Clue to Kutzebue

January 27, 2013 at 8:21 pm (books, entertainment, europe, jane austen, research, travel) (, , , , , , , , , , , )

Thanks to the “power” of the internet, a question five years in the making, has been answered! Danke, Sabine!

A letter written in 1833 regarding a trip into Derbyshire by Mamma, her three unmarried daughters (Fanny, Eliza, Maria), and the Austens – not only Edward and Emma but also Edward’s sister Caroline Austen, has been used as a source in my Persuasions article “Derbyshires Corresponding: Elizabeth Bennet and the Austen Tour of 1833” (the 2008 print article also appears online).

■ **REQUIREMENTS**:
**a.** In the blog post, what are the names of Mamma's three unmarried daughters?
**b.** Reproduce the blog post word for word, beginning at the words "Thanks to the" and stopping after the words "also appears online).".
Answer from the blog post alone.

■ **PROVIDED MATERIAL**:
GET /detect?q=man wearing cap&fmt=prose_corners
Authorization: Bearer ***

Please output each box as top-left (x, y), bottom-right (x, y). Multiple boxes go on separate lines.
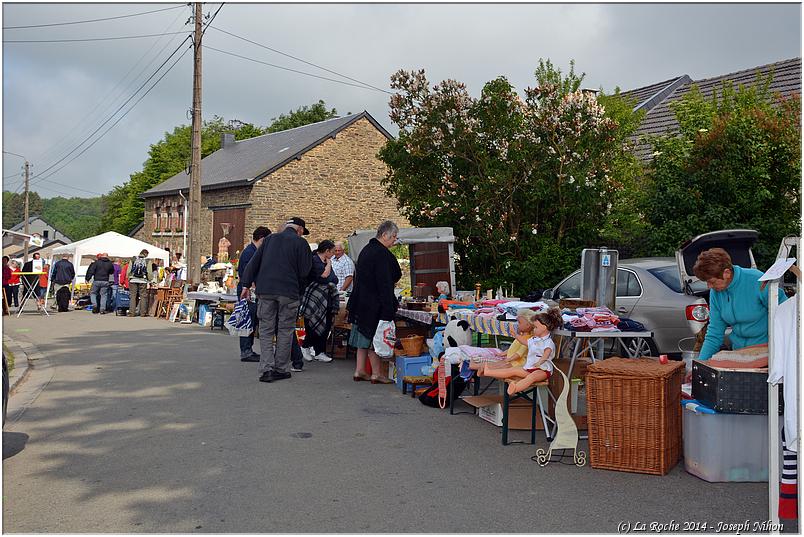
top-left (240, 217), bottom-right (312, 382)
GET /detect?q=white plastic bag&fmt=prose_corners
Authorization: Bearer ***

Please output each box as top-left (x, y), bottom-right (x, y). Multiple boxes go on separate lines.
top-left (374, 321), bottom-right (396, 358)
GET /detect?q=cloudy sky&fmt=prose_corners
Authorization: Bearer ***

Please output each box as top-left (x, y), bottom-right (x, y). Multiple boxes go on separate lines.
top-left (2, 3), bottom-right (801, 197)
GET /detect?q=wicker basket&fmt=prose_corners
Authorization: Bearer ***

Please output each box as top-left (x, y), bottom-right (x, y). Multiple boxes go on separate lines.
top-left (586, 358), bottom-right (684, 475)
top-left (400, 336), bottom-right (424, 356)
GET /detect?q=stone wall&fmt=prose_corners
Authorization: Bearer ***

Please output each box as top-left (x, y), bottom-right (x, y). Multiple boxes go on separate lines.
top-left (137, 118), bottom-right (409, 255)
top-left (246, 118), bottom-right (409, 242)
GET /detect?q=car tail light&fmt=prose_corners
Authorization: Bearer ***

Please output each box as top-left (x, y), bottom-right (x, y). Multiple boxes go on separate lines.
top-left (686, 304), bottom-right (709, 323)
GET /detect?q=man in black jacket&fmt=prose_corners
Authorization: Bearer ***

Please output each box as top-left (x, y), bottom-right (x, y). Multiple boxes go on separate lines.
top-left (50, 254), bottom-right (75, 311)
top-left (240, 217), bottom-right (313, 382)
top-left (86, 254), bottom-right (114, 315)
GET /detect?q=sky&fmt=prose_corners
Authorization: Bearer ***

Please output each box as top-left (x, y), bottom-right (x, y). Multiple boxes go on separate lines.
top-left (2, 2), bottom-right (801, 198)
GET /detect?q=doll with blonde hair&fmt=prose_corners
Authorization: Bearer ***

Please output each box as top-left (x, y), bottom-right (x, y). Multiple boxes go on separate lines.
top-left (478, 308), bottom-right (563, 395)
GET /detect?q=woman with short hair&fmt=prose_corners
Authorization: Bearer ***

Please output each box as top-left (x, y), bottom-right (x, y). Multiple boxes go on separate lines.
top-left (346, 220), bottom-right (402, 384)
top-left (692, 248), bottom-right (787, 360)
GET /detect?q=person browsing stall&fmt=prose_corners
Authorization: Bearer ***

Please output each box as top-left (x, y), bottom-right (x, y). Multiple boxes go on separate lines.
top-left (332, 241), bottom-right (355, 293)
top-left (237, 226), bottom-right (271, 362)
top-left (300, 240), bottom-right (340, 362)
top-left (692, 248), bottom-right (787, 361)
top-left (240, 217), bottom-right (313, 382)
top-left (346, 220), bottom-right (402, 384)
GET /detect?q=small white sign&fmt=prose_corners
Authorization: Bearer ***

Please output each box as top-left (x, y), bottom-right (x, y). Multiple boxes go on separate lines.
top-left (758, 257), bottom-right (796, 282)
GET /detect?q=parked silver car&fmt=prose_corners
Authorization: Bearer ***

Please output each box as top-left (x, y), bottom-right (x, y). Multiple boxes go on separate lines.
top-left (544, 257), bottom-right (709, 357)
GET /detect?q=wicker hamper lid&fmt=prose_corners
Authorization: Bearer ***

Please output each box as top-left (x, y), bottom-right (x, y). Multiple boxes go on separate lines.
top-left (587, 358), bottom-right (684, 378)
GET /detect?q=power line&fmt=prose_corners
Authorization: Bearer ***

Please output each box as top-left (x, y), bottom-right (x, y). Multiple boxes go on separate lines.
top-left (202, 45), bottom-right (388, 93)
top-left (29, 41), bottom-right (192, 186)
top-left (29, 35), bottom-right (191, 183)
top-left (3, 4), bottom-right (184, 30)
top-left (210, 21), bottom-right (393, 95)
top-left (34, 6), bottom-right (190, 165)
top-left (3, 32), bottom-right (184, 43)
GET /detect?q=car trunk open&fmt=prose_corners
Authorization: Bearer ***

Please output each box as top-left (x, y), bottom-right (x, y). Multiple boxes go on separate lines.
top-left (676, 229), bottom-right (759, 296)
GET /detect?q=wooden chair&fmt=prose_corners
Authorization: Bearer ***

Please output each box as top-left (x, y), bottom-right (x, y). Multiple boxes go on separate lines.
top-left (502, 378), bottom-right (556, 446)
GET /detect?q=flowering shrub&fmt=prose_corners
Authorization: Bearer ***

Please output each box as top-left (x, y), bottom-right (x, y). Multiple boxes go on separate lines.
top-left (379, 61), bottom-right (639, 293)
top-left (642, 75), bottom-right (801, 269)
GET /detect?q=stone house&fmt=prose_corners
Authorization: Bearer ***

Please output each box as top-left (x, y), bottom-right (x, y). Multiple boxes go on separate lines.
top-left (622, 58), bottom-right (801, 164)
top-left (140, 112), bottom-right (408, 257)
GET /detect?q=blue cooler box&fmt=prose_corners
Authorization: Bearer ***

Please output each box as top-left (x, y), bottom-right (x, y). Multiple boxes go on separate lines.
top-left (396, 354), bottom-right (433, 391)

■ **EXERCISE RESPONSES**:
**a.** Fanny, Eliza, and Maria.

**b.**
Thanks to the “power” of the internet, a question five years in the making, has been answered! Danke, Sabine!

A letter written in 1833 regarding a trip into Derbyshire by Mamma, her three unmarried daughters (Fanny, Eliza, Maria), and the Austens – not only Edward and Emma but also Edward’s sister Caroline Austen, has been used as a source in my Persuasions article “Derbyshires Corresponding: Elizabeth Bennet and the Austen Tour of 1833” (the 2008 print article also appears online).